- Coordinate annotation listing

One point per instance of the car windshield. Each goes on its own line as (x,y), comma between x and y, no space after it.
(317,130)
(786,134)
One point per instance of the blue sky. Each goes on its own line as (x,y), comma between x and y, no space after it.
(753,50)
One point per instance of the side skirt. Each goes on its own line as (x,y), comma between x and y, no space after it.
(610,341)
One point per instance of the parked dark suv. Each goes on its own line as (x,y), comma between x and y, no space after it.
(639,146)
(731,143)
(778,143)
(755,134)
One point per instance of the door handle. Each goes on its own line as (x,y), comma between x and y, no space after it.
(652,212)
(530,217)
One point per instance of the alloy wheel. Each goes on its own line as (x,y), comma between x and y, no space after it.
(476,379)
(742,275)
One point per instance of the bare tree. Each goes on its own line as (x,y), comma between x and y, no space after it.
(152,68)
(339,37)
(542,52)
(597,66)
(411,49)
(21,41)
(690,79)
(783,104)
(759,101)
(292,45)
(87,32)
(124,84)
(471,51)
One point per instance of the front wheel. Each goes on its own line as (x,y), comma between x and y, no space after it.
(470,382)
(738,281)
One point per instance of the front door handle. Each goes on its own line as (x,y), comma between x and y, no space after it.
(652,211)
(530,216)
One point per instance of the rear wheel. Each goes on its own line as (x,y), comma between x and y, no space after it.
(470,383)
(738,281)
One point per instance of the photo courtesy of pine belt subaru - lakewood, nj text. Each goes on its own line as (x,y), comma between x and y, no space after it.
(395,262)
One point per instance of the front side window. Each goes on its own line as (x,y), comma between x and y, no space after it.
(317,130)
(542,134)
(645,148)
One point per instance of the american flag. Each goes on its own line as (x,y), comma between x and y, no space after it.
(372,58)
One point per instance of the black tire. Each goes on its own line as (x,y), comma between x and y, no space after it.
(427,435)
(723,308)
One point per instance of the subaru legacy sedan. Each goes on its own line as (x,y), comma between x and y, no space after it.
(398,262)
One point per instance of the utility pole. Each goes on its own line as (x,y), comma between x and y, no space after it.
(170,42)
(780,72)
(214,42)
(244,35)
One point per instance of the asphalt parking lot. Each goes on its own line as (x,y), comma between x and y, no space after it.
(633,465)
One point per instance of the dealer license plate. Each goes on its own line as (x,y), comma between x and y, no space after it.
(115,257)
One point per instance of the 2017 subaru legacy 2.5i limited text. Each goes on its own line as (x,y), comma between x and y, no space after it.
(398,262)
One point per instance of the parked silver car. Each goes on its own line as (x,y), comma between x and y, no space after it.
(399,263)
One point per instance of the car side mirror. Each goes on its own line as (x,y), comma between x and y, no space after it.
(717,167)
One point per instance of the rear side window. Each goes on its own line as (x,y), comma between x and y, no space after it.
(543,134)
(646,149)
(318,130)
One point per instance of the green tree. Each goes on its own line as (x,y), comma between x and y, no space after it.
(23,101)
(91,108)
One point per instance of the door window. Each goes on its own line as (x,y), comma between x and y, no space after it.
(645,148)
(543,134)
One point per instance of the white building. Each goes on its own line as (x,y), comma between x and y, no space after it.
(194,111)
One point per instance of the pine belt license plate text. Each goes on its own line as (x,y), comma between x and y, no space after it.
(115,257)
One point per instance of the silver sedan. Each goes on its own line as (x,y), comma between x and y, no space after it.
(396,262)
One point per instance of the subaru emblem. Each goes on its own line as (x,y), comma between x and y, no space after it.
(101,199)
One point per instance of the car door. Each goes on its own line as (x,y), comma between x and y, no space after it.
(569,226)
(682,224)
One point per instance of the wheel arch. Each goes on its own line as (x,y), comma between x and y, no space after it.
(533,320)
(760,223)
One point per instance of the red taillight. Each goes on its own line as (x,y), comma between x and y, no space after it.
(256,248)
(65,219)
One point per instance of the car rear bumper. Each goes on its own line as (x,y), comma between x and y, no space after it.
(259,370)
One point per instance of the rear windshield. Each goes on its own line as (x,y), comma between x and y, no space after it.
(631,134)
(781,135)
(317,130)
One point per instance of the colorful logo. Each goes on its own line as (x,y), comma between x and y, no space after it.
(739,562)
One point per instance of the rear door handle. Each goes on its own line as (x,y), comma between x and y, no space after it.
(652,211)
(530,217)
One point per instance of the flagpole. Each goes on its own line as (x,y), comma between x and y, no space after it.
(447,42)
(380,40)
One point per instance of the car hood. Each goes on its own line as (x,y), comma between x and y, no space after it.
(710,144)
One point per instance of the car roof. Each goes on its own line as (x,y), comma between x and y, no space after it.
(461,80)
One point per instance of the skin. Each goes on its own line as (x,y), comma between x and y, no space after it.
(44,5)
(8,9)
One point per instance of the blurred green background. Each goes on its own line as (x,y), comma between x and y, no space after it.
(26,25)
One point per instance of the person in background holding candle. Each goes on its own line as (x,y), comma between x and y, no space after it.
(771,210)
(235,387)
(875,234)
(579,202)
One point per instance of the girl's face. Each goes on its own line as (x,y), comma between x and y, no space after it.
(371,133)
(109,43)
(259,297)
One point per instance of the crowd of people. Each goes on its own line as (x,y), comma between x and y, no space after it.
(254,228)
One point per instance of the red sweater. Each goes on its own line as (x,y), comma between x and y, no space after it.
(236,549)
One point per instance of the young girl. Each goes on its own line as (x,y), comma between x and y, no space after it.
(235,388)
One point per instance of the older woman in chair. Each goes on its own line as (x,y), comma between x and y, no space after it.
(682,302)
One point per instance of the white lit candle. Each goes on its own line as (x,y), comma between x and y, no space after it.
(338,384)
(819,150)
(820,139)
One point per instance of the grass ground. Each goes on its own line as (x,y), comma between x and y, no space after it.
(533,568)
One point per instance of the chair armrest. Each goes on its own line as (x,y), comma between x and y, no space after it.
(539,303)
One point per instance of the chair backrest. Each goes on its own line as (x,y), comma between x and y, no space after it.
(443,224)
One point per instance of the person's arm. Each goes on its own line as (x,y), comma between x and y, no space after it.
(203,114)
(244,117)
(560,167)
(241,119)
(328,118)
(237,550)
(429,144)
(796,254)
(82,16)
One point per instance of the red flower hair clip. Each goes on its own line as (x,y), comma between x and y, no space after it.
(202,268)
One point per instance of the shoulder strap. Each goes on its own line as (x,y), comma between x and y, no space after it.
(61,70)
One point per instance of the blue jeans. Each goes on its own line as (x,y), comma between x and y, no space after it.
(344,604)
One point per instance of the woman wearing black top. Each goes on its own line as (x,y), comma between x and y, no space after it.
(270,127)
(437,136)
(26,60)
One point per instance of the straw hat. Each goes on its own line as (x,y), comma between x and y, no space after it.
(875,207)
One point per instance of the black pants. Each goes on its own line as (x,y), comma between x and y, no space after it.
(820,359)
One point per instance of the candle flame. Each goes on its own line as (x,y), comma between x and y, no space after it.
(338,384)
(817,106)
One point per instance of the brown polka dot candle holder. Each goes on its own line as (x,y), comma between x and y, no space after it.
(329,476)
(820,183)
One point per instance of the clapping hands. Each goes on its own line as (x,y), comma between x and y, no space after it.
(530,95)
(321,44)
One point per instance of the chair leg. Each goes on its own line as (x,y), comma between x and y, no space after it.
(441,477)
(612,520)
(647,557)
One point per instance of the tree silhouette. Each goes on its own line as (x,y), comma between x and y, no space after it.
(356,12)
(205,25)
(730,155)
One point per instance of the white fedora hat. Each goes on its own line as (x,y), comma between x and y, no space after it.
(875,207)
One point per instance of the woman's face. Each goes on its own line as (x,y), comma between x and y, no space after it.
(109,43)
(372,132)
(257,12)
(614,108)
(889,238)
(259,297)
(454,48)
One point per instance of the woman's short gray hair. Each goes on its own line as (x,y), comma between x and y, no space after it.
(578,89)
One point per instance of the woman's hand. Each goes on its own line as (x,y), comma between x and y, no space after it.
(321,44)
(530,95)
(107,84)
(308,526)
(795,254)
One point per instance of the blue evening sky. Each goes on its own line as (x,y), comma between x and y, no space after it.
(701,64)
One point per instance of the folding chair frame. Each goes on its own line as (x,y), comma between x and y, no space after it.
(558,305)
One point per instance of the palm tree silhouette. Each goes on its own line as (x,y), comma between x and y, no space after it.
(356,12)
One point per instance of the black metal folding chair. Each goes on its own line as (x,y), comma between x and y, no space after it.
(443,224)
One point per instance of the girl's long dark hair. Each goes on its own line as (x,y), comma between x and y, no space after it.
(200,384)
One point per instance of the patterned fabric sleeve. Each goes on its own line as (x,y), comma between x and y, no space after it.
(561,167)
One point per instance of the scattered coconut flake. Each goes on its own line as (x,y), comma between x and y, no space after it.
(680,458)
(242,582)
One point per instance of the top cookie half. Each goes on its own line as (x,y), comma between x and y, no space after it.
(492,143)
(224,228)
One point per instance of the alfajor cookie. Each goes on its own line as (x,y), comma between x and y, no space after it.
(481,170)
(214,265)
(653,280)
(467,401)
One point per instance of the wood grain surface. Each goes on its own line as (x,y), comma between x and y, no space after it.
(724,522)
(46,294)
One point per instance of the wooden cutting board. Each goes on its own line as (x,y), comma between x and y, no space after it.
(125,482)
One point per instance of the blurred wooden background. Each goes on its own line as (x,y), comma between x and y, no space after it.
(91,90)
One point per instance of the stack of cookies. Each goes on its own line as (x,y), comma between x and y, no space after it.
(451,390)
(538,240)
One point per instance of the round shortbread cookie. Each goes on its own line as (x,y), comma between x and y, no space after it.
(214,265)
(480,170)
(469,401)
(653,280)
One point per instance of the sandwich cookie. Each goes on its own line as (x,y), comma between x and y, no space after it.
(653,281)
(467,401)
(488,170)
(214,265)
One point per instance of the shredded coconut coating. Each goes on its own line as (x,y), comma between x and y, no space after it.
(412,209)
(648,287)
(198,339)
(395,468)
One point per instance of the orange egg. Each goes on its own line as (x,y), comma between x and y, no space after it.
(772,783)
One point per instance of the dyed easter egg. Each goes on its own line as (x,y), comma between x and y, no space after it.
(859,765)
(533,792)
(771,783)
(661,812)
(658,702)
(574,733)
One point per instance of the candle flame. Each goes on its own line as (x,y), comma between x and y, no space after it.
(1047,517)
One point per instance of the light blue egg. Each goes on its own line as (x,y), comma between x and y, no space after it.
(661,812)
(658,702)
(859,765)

- What you are asked to do
Copy the part of the listing that runs from the line containing "One point per instance of the sandwich" through the end of the listing, keeping every line identical.

- Full solution
One point per instance of the sandwich cookie. Each goes on its own line as (x,y), comma between x and y, no space after it.
(653,281)
(467,401)
(488,170)
(214,265)
One point per instance of the shredded coconut coating. Each goes on its own line as (x,y), comma between x and y, no space after it.
(412,209)
(648,287)
(198,339)
(395,468)
One point per instance of the orange egg. Each goes on its own line as (x,y), comma between x and y, no space after it.
(772,783)
One point per instance of the dyed easter egg. Each goes on its own line as (x,y), comma between x and y, no space after it.
(859,765)
(533,792)
(771,783)
(661,812)
(658,702)
(574,733)
One point per instance of the candle flame. Each goes on its own line as (x,y), comma between x and y, no space after it.
(1047,517)
One point per instance of the light blue egg. Each goes on its own line as (x,y), comma between x and y, no space after it.
(661,812)
(658,702)
(859,765)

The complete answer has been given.